**TEXT BLOCK**
================
For now, it could be said that the ENDSARS protest has stopped. But the damages and cost to the economy are yet to be fully accounted for. It is regrettable that the federal government made little or no conscious effort to address the demands of the peaceful protesters until events took an unfortunate turn.
Even more depressing is the fact that policy makers, most especially the fiscal authority, ignored the economic implications of all that went down during the #ENDSARS protest, knowing fully well how desperate Nigeria needs every support for growth and development after fierce blows from the COVID-19 pandemic which saw the economy contract by 6.1 percent in the second quarter of 2020.
The federal government must be reminded that the current fragile state of the economy was worsened by the COVID-19 pandemic and fixing this will require a comprehensive analysis of macroeconomic factors responsible for the precarious state of the economy.
One of such is Nigeria’s low Foreign Direct Investments (FDIs). The unfortunate turn of events following the #ENDSARS protest which kicked off as a peaceful demonstration shortly after Nigeria’s independence celebration would weigh negatively on both economic recovery and inflow of Foreign Direct Investments (FDI) in Nigeria.
FDI, a term that describes when a foreign entity invests in or acquires a business asset in Nigeria, is a key ingredient for Nigeria’s economic development. Historically, Nigeria has struggled to attract FDI due to a number of factors, of which policy inconsistencies played a major role.
================
**EXERCISE BRIEF**
Quote every sentence in the text above on the #ENDSARS protest and Nigeria's economy that mentions Foreign Direct Investment, whether by its full name or as FDI.

**INFORMATION**
================
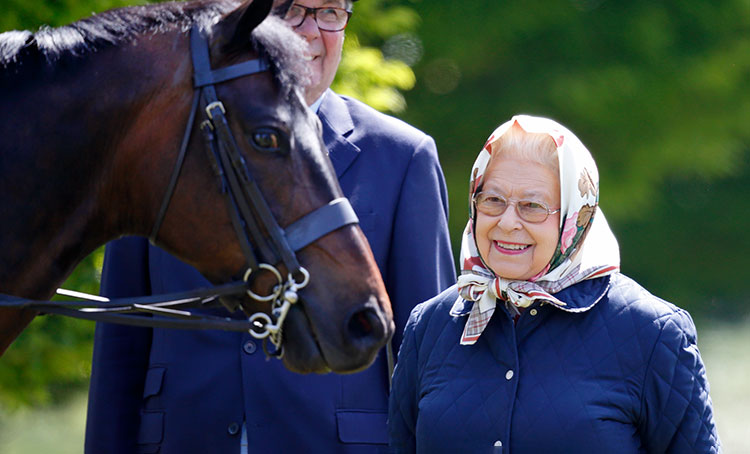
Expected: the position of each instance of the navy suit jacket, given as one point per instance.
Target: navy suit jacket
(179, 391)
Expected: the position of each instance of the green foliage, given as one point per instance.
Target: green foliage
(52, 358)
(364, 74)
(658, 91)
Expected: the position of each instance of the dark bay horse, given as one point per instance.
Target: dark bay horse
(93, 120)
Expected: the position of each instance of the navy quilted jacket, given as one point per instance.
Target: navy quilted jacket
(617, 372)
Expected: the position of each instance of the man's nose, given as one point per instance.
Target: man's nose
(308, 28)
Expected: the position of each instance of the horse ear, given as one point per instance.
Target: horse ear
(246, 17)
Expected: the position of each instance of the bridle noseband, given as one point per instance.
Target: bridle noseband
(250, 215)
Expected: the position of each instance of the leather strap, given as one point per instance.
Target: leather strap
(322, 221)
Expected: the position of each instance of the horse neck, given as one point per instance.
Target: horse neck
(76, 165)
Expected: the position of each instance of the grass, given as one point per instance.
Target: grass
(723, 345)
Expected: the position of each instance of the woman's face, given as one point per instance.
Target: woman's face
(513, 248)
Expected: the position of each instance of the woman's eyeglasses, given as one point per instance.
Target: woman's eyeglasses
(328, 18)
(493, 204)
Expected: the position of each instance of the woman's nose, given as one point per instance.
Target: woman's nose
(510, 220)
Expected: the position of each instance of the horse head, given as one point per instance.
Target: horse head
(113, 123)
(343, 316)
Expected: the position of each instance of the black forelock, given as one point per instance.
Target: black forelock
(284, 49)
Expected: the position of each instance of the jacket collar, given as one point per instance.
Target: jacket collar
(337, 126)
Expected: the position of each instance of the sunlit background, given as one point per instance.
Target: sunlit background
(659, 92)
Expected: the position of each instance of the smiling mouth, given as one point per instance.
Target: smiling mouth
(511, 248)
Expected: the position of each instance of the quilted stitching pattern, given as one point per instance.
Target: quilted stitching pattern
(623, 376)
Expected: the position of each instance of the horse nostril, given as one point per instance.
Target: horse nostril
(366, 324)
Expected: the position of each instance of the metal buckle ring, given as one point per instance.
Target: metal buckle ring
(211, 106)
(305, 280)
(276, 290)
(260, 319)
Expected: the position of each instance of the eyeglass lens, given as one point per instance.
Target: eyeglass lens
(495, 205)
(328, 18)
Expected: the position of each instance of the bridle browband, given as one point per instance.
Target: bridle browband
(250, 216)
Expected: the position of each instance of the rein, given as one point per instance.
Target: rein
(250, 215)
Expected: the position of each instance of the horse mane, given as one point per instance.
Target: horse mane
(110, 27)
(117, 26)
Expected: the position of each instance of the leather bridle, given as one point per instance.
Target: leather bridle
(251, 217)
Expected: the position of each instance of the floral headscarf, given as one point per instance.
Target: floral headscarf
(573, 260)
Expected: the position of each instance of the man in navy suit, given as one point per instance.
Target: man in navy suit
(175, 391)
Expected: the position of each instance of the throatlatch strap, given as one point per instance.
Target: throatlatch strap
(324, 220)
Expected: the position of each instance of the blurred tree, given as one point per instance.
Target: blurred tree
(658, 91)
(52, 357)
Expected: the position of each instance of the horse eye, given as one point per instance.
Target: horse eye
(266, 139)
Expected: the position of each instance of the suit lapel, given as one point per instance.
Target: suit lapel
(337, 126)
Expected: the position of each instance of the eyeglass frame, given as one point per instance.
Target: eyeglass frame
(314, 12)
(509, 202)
================
**FINISHED EXERCISE**
1. One of such is Nigeria’s low Foreign Direct Investments (FDIs).
2. The unfortunate turn of events following the #ENDSARS protest which kicked off as a peaceful demonstration shortly after Nigeria’s independence celebration would weigh negatively on both economic recovery and inflow of Foreign Direct Investments (FDI) in Nigeria.
3. FDI, a term that describes when a foreign entity invests in or acquires a business asset in Nigeria, is a key ingredient for Nigeria’s economic development.
4. Historically, Nigeria has struggled to attract FDI due to a number of factors, of which policy inconsistencies played a major role.